(Text begins)
# Is this a pure Scottish Fold?



## catme (Feb 13, 2014)

Hey Everyone. I am about to get my first cat for someone who knows a lot about them so I don't want to get the wrong one. I also cant ask the person because its a surprise. This sound like a good place to get some feedback!

In the attached picture, does it look like a good Scottish fold cat? The mother is supposed to be a 100% scottish fold and the father is a mix of Persian and something else. Does it make much difference of what breed of the cats parents are? If so, what are considered quality breeds of a Scottish Fold?

Thanks for your help and suggestion.


----------



## wicket (Aug 22, 2012)

Are you aware of the health problems that beset many of these cats ?


----------



## catme (Feb 13, 2014)

The only health problem I was aware about is that if both parents are Scottish Fold and have the folded ear. Other than that I don't know of any issues specific to this breed. Are there some obvious ones to look out for?


----------



## wicket (Aug 22, 2012)

Osteochondrodysplasia (OCD) is a developmental abnormality that affects cartilage and bone development throughout the body. This condition causes the fold in the breed and in studies conducted so far, all folded cats are affected by it.[12] Homozygous folds are affected by malformed bone structures and develop severe painful degenerative joint diseases at an early age. This condition also affect heterozygous folds, but usually to a much lesser extent and at a later age. Some will be asymptomatic.
While ethical breeders breed Fold/non-fold and not Fold/Fold (in the same way Munchkins are bred) to avoid producing homozygous folds,[3] because heterozygous folds can also develop progressive arthritis of varying severity, some researchers recommend abandoning the breeding of folded cats entirely.[6][13] For this reason the breed is not accepted by either the Governing Council of the Cat Fancy[14] or the Fédération Internationale Féline.[15]


----------



## catme (Feb 13, 2014)

Thanks! Mostly I've read that is bred fold/non-fold that its rarely a problem but I am a little concerned now. They are a great short hair cat (without being bald) that seem to be better for an apartment than most. I will try to research a few other with a similar look and being short haired. Any suggestions?


----------



## MerlinsMum (Aug 2, 2009)

OSTEOCHONDRODYSPLASIA SCOTTISH FOLD

1. * Brief description*

The feature that defines the Scottish fold breed is the forward folding of the ears. This folding is due to osteochondrodysplasia, a developmental abnormality of the cartilage which would normally support the ear. Osteochondrodysplasia also has devastating effects on cartilage and bone development elsewhere in the body.
(Text ends)
**Task 1**
In the Scottish Fold thread, which two organizations do not accept the breed?
**Task 2**
Render this sentence from the Scottish Fold thread in Spanish: "The feature that defines the Scottish fold breed is the forward folding of the ears."
**Task 3**
Continue the Scottish Fold thread from the point where it ends.
(Records begins)
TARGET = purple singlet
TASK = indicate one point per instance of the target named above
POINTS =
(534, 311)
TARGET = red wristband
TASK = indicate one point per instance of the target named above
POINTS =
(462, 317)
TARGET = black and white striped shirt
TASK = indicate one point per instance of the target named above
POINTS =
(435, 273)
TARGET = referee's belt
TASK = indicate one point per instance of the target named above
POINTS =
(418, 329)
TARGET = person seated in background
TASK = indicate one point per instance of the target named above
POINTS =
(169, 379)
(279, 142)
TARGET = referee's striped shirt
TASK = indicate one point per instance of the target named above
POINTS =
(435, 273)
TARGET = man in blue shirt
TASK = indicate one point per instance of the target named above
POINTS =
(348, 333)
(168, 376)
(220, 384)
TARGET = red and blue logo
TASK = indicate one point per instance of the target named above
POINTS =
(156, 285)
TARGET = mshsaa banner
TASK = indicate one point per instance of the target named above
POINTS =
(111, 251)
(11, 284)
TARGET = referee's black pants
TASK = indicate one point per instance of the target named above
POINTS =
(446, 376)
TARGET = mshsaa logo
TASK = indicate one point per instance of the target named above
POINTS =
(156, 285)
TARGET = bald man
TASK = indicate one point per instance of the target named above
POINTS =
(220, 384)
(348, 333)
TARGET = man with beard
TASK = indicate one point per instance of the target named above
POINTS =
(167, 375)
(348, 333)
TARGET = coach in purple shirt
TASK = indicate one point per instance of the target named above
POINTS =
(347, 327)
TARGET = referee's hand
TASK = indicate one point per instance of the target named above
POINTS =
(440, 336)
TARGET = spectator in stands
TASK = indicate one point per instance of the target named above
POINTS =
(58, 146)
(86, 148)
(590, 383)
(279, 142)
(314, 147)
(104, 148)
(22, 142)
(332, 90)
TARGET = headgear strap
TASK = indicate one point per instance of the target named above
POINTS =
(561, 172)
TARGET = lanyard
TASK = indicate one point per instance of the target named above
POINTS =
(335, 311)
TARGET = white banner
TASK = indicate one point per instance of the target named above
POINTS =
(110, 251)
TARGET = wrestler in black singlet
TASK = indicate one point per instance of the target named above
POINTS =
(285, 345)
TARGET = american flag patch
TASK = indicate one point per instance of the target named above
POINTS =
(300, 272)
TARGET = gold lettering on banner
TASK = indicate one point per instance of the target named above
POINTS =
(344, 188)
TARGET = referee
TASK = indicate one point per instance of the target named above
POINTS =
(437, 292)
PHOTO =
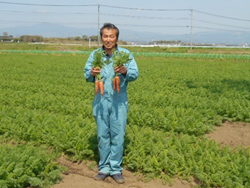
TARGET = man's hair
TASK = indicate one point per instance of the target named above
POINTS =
(109, 26)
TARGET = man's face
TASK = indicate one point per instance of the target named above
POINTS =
(109, 38)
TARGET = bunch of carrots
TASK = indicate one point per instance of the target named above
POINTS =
(119, 58)
(98, 63)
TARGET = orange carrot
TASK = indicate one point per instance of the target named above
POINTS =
(117, 83)
(96, 87)
(101, 87)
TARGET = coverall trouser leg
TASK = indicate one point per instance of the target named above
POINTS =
(111, 126)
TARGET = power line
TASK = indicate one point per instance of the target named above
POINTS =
(146, 17)
(222, 16)
(204, 21)
(146, 9)
(57, 5)
(9, 11)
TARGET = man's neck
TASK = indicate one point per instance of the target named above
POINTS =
(109, 51)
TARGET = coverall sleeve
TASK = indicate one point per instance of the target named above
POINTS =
(88, 67)
(132, 69)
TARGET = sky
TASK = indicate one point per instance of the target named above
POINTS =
(159, 16)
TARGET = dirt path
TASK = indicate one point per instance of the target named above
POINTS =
(80, 175)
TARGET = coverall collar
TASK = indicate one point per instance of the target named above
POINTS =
(116, 47)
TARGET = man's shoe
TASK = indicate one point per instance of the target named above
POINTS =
(118, 178)
(100, 176)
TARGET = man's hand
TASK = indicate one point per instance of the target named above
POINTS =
(94, 71)
(120, 69)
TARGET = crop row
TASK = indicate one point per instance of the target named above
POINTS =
(45, 99)
(143, 54)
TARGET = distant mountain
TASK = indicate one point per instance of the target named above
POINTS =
(53, 30)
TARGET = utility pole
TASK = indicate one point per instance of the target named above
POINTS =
(191, 32)
(98, 26)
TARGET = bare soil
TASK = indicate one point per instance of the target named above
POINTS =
(80, 175)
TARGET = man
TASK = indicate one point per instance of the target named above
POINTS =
(110, 109)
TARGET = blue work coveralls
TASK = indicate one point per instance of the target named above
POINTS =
(110, 112)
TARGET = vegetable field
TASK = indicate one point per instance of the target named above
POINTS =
(46, 111)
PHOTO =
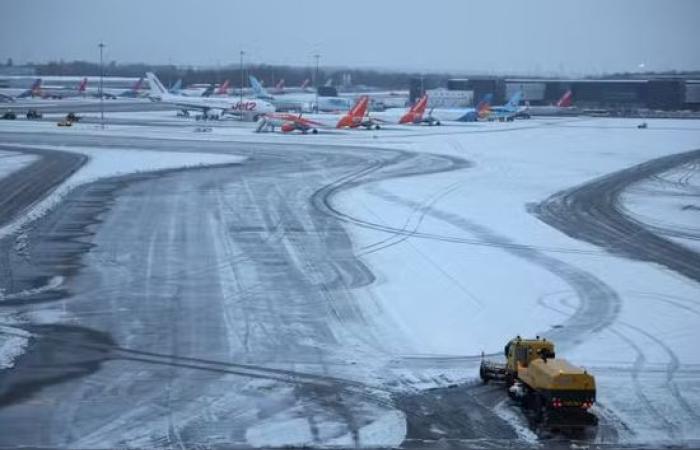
(Records ends)
**Answer space 1**
The Governing Council of the Cat Fancy and the Fédération Internationale Féline.

**Answer space 2**
La característica que define a la raza Scottish Fold es el plegado hacia delante de las orejas.

**Answer space 3**
The Scottish fold breed originated in Scotland in the 1960s from matings of a cat with a naturally occurring mutation in which its ears folded forward, to local farm cats and British Shorthairs. The breed became recognised by the governing council of the Cat Fancy of Great Britain a few years later. However, by 1974 it had been excluded from their list of recognised breeds due to the crippling deformity of the limbs and tail that was evident in the breed. It is also banned by the Fédération Internationale Féline, an international cat fancy society. Breeders in the USA and elsewhere in the world have continued to perpetuate the breed (Malik et al 1999).

All cats with folded ears develop osteochondrodysplasia. In cats which are homozygous for the abnormal gene (ie having two copies of it), a progressive, crippling arthritis develops early in life whilst in those which are heterozygous (with only one mutant gene), the arthritis tends to progress more slowly (Malik 2001).

Affected cats may be grossly deformed, with short wide limbs and a short, inflexible tail. They show lameness, swollen wrist (carpal) and ankle (tarsal) joints, have an abnormal gait, and are reluctant to move and jump. Severely affected individuals become crippled and unable to walk.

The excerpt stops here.